Object position labeling entries
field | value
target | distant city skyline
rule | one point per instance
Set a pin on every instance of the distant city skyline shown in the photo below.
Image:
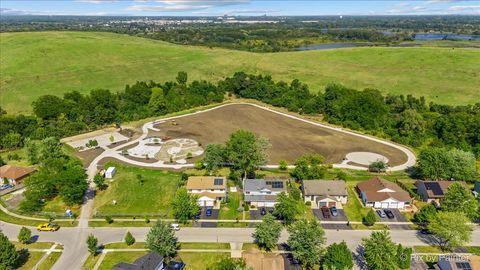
(237, 7)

- Aim of the exercise -
Rewrite all of the records above in full, leaving out the pictures. Multiply each point coordinate in the answers by 2.4 and round to whole numbers, rounding halves up.

- Answer below -
field | value
target | distant city skyline
rule | one point per instance
Set a pin on every instance of the distant city skyline shown in the photo below.
Image:
(569, 17)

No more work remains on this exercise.